ASSIGNMENT: Translate into Spanish this sentence from the passage on American electoral politics: "Donald Trump is less interested in healing divisions within America than any of his predecessors, and he is more partisan than any of them."

In many ways the election of 'modern' Republican Ronald Reagan in November 1980 was a reaction to Carter and the dynamic of reaction and counter-reaction in American electoral politics that has continued ever since. Bill Clinton could be seen as a reaction to 'Reaganism', George W Bush a reaction to Clinton, Obama a reaction to Bush… And now we have Donald J Trump elected by a demographic in the country that felt ignored, not just by Obama's Democrats, but by mainstream Republicans too, the Republicans in Name Only or RINOs.
Now we see a real and intractable polarisation between the two Americas of the interior and of the coasts; of descendants of the white European immigrants of the 17th-19th centuries and the other migrants, whether forced or by choice, from other parts of the world. America is no longer diverse, it is divided and it is important to realise that Trump is not the cause of that division, he is a symptom. But he is a symptom – a virus – that revels in the hostile and conflict-ridden environment, as we see daily.
Donald Trump is less interested in healing divisions within America than any of his predecessors, and he is more partisan than any of them. Politically he has little choice, being without a recognisable ideology, Trump must appeal to his followers on a personal level, so that they identify with and follow him – the person, not a party, in the traditional sense. He knows how to press their buttons, while at the same time, being uniquely incapable of caring about the increasingly disturbing consequences. Here we see what may become Trump's most enduring legacy.

GIVEN DATA:
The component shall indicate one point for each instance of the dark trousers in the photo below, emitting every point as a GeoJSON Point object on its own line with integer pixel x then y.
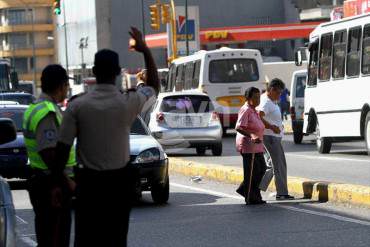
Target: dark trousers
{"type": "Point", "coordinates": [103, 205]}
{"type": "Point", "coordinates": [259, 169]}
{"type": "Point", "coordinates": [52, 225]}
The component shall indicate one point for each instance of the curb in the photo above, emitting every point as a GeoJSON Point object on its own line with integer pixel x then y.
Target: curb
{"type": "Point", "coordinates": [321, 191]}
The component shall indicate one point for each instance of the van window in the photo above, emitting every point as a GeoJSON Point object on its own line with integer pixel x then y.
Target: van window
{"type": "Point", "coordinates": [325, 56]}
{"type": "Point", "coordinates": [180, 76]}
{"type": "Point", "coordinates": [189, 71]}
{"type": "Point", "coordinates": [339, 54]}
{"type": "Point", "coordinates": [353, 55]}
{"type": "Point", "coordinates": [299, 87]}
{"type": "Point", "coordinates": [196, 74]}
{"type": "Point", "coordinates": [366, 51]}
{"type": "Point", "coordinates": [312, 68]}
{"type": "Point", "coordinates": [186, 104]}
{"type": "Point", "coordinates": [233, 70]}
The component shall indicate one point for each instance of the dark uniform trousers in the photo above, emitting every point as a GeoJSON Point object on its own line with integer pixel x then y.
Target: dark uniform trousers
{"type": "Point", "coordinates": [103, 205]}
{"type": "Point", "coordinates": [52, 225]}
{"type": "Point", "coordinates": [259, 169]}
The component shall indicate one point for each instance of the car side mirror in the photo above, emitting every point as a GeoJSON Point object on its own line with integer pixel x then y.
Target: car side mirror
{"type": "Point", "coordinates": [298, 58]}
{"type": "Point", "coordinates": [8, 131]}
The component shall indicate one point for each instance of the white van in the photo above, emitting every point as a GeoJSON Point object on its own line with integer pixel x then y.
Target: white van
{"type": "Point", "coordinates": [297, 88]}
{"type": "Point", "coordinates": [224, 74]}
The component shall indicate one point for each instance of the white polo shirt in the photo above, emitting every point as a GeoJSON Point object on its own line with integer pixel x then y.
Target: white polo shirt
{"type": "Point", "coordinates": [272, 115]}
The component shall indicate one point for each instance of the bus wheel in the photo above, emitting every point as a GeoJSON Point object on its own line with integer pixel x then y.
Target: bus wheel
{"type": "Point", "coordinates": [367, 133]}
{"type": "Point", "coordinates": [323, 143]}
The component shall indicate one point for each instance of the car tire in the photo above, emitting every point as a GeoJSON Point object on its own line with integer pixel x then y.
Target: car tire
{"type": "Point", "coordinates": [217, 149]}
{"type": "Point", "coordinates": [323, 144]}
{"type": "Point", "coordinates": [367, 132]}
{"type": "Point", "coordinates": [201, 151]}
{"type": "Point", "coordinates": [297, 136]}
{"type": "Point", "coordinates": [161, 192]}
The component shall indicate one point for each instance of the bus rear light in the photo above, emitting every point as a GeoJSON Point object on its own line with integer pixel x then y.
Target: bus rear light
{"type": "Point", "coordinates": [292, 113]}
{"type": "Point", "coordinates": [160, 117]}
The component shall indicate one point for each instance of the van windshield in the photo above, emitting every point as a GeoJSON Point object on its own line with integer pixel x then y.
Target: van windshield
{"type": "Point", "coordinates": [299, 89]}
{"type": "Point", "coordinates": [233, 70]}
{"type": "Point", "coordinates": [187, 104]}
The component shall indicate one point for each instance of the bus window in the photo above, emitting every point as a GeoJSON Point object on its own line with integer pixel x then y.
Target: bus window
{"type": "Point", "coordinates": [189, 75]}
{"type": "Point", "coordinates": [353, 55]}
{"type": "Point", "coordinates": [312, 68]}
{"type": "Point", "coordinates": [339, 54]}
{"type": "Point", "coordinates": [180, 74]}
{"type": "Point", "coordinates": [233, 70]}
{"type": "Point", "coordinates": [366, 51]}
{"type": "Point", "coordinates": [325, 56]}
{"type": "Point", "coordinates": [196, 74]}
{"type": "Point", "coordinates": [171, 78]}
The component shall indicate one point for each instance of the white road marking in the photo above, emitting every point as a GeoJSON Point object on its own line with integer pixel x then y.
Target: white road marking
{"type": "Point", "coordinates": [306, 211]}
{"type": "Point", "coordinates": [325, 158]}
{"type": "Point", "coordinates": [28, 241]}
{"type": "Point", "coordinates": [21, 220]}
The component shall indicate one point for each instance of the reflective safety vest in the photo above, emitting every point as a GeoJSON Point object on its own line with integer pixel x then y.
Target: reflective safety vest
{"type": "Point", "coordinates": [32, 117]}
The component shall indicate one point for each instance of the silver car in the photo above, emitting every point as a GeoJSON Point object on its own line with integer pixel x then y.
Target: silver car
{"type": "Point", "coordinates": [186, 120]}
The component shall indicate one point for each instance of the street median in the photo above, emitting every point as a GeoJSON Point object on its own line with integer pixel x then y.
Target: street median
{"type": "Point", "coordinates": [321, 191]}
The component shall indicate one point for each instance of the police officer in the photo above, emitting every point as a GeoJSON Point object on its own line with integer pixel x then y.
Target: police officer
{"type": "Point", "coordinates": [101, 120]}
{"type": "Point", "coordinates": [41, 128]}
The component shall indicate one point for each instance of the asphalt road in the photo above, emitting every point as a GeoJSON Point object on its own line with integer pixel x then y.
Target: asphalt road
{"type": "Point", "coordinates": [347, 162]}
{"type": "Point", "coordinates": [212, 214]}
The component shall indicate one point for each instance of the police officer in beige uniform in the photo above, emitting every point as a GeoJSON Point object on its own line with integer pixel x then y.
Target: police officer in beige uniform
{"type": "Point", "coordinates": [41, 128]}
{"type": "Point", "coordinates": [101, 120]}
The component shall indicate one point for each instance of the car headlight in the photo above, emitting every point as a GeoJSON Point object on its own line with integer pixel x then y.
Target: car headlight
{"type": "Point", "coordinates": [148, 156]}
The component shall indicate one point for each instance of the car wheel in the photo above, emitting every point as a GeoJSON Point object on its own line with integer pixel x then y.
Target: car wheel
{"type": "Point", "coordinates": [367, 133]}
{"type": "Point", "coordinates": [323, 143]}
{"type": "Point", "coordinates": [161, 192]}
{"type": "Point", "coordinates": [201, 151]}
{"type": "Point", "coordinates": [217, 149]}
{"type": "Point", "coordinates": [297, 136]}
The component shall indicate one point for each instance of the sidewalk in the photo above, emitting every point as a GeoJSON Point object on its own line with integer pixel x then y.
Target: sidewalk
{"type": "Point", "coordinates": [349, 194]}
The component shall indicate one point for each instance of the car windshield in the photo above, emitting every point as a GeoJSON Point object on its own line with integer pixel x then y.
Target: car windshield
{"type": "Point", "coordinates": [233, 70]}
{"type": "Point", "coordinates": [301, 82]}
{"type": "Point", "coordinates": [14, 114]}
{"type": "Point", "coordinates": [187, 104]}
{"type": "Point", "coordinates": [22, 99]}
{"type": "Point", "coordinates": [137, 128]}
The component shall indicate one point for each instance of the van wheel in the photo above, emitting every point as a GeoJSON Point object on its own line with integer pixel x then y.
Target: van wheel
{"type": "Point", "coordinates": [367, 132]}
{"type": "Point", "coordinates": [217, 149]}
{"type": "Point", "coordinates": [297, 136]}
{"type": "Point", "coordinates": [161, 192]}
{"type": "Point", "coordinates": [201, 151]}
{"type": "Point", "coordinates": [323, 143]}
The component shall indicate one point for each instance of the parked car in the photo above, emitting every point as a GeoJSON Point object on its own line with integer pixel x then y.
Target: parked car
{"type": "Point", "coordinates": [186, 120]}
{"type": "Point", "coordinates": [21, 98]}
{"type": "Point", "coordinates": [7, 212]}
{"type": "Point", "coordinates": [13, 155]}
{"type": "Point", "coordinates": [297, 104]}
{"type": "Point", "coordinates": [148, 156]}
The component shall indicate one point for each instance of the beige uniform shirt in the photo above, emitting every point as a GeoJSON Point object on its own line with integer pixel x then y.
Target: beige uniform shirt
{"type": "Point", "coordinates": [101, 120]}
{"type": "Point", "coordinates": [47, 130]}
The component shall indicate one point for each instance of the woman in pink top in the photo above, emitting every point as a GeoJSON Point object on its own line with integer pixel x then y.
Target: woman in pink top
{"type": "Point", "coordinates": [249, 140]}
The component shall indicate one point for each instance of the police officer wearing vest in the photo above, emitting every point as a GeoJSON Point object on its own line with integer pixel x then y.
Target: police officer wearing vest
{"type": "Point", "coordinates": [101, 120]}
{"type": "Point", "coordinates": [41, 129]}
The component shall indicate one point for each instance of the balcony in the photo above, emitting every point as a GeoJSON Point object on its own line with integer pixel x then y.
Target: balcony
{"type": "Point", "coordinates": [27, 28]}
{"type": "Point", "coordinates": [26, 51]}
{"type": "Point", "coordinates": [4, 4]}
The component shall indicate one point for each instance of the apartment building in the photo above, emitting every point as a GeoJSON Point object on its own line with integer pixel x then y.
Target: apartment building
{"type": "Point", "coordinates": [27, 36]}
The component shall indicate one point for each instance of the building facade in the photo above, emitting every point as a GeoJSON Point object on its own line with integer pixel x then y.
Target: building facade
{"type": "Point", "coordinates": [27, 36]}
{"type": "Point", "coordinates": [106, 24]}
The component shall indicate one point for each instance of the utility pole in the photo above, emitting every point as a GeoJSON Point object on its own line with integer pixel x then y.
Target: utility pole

ANSWER TO THIS PROBLEM: Donald Trump está menos interesado en sanar las divisiones dentro de Estados Unidos que cualquiera de sus predecesores, y es más partidista que cualquiera de ellos.